• _What you will do_
A – In the text about filming There Will be Blood, rewrite the paragraph beginning "A digital intermediate was never an option" in shorter form, keeping its main facts.
B – Summarize the text about filming There Will be Blood in two sentences.
C – Reproduce, word for word, everything in the text about filming There Will be Blood from "A digital intermediate" down to "least in 2K.".

The director organized the production to rely on traditional filmmaking approaches, including an extensive location shoot in Marfa, Texas, where the entire cast and crew spent weeks on a small ranch, filming on elaborate sets created by Production Designer Jack Fisk. Photo: Melinda Sue Gordon.

DI denied

A digital intermediate was never an option for There Will be Blood because Anderson chose to shoot with anamorphic lenses. And besides, he's not too keen on the process anyway. In fact, Elswit greatly doubts Anderson will ever go into a digital suite.

“None of us like the way prints from the DI look from a negative shot with anamorphic lenses,” Elswit says. “With 2K Dis, there is a slight degradation in the image when compared to a print off the original neg. Even the dupes look better. This isn't true with Super 35 or Super 1:85. With those formats, I think the DI is an improvement over the optical blow-up process. But the bigger negative area in anamorphic still gives the photochemical process an edge for those kinds of shows — at least in 2K.

“But beyond that, Paul wants the most neutral conversion of the movie possible — of what is actually recorded on motion-picture film, especially in a location film like this one. He spends enough time in preproduction — and while we're shooting the movie — figuring out what it will look like. And then we print dailies as well, so we actually see a version of it, which I reprint to get it to look like what we want the movie to look like, so that when it is done, we have a work print that ultimately looks very close to what the answer print will look like. Once we do that, finishing it all isn't a laborious task. Paul's movies are fairly simple to finish because that work print already exists and has already been timed fairly close to what the final version of the movie is going to look like.”

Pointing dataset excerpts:
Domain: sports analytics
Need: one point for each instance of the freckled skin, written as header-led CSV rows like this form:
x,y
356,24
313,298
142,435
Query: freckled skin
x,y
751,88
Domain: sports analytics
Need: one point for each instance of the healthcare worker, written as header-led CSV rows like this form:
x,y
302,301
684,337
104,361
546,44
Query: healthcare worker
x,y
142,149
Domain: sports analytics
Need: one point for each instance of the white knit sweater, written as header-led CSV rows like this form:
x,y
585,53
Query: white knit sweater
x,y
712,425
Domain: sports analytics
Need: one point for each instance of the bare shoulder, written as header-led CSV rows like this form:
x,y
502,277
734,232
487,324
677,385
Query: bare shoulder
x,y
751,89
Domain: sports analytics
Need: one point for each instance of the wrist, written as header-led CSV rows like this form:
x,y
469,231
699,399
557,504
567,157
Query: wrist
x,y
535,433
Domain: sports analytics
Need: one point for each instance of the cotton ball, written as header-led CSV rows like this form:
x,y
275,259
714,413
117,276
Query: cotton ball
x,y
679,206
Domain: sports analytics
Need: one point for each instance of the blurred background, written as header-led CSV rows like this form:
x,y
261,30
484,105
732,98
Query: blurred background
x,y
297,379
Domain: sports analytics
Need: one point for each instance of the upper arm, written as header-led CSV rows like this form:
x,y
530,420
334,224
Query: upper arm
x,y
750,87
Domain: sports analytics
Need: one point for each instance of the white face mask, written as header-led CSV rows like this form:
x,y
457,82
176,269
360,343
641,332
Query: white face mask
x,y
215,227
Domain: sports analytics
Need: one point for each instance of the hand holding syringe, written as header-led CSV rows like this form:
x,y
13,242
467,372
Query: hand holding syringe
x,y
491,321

• _Per-task outputs_
A – Anderson shot There Will be Blood with anamorphic lenses, so a digital intermediate was never an option. He also dislikes the process, and Elswit doubts Anderson will ever go into a digital suite.

B – Anderson's choice of anamorphic lenses ruled out a digital intermediate for There Will be Blood, and Elswit doubts Anderson will ever go into a digital suite. Elswit says 2K DIs slightly degrade an anamorphic image compared with a print off the original negative, and Anderson wants the most neutral conversion possible, so they print dailies to reach a work print very close to the final answer print.

C –
A digital intermediate was never an option for There Will be Blood because Anderson chose to shoot with anamorphic lenses. And besides, he's not too keen on the process anyway. In fact, Elswit greatly doubts Anderson will ever go into a digital suite.

“None of us like the way prints from the DI look from a negative shot with anamorphic lenses,” Elswit says. “With 2K Dis, there is a slight degradation in the image when compared to a print off the original neg. Even the dupes look better. This isn't true with Super 35 or Super 1:85. With those formats, I think the DI is an improvement over the optical blow-up process. But the bigger negative area in anamorphic still gives the photochemical process an edge for those kinds of shows — at least in 2K.